● **Page text**:
▬▬▬▬▬▬

Has ‘Iron Lady’ Irom Sharmila’s gritty, unflinching protest etched a mark? The progress in the investigation of the Malom massacre is very slow. It was only on 7 January, 2010 that a team of the court led by Th. Surbala Devi, District and Session’s Judge, Manipur East, conducted a spot inquiry at Malom to investigate the facts and circumstances leading to the firing incidents.

In the meantime, instances of extrajudicial execution continued unabated even in the midst of growing international attention on AFSPA and Sharmila’s hunger strike. On 12 June, 2004, Manipuri women belonging to the Meira Paibis group staged a naked protest in front of the Kangla Fort, a holy place for the Manipuri people occupied by the Assam Rifles.

The protest was against the alleged rape and murder of a 32-year-old woman Manorama, who was picked up from her house at 1 am. Her dead body was found at the paddy field after 5 hours bearing signs of custodial torture and sexual violence. The protest received worldwide attention for its boldness and drew more attention to the climate of military violence and impunity in the state.

Ima Taruni of Meira Paibi group who led the naked protest in 2004. Pic: Anjuman Ara Begum

To control public outrage and outpourings, the Manipur Government constituted an inquiry commission and also constituted a committee to review AFSPA. Kangla Fort was handed over to the people of Manipur and Assam Rifles vacated the place in few months. The review Committee recommended repeal of AFSPA, but the report has not been officially published till date. A leaked version is available here.

Around 2008-09, Manipur State Commandos who replaced the Assam Rifles gained further notoriety. Many young men in the group of 25-40 years were killed, producing ‘gun widows’ in the state. It is claimed that about 700 youths lost their lives each year to such violence. Most of these widows had no support and were deeply vulnerable. The young widows, some of whom are young mothers, mobilised themselves and created loose networks and expressed solidarity by sharing their grief in informal meetings and gatherings.

L Rani became a ‘gun widow’ at the age of 22. Pic: Anjuman Ara Begum

This helped them to overcome their feeling of victimisation, and emerge as human rights defenders, pledging a long struggle for justice. Their movement was formalized with the creation of the Extrajudicial Execution Victims’ Families Association, Manipur (EEVFAM) on 11 July 2009 at Imphal. The group received unconditional support by civil society members and media.

The EEVFAM demanded constitution of a special investigation team to probe 1528 alleged fake encounter killings in the state before the Supreme Court in a public interest litigation filed together with Human Rights Alert. Though the final judgment in the case in pending, the directives issued by the Supreme Court in the course of litigation is ‘positive’. The Supreme Court’s own investigation in six cases taken as sample proved that extrajudicial execution had indeed been committed by the accused.

In the backdrop of these varied movements, litigations and public outrage, Irom Sharmila’s steadfast protest continues in a small compartment in the Jawaharlal Nehru Hospital that has become her virtual nest, and where she pens her verses. She has turned down many appeals to end her fast and expressed her firmness to stick to her position till the AFSPA is repealed.

▬▬▬▬▬▬

● **Dataset extract**:
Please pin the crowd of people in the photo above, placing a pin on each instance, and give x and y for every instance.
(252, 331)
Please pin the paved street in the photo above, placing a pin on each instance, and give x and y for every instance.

▬▬▬▬▬▬

● **Problem 1**: According to the page text, on what date was the Extrajudicial Execution Victims' Families Association, Manipur (EEVFAM) created?
● **Problem 2**: Duplicate the page text from "The protest was" up to and including "is available here.".

● **Written solution 1**: 11 July 2009

● **Written solution 2**:
The protest was against the alleged rape and murder of a 32-year-old woman Manorama, who was picked up from her house at 1 am. Her dead body was found at the paddy field after 5 hours bearing signs of custodial torture and sexual violence. The protest received worldwide attention for its boldness and drew more attention to the climate of military violence and impunity in the state.

Ima Taruni of Meira Paibi group who led the naked protest in 2004. Pic: Anjuman Ara Begum

To control public outrage and outpourings, the Manipur Government constituted an inquiry commission and also constituted a committee to review AFSPA. Kangla Fort was handed over to the people of Manipur and Assam Rifles vacated the place in few months. The review Committee recommended repeal of AFSPA, but the report has not been officially published till date. A leaked version is available here.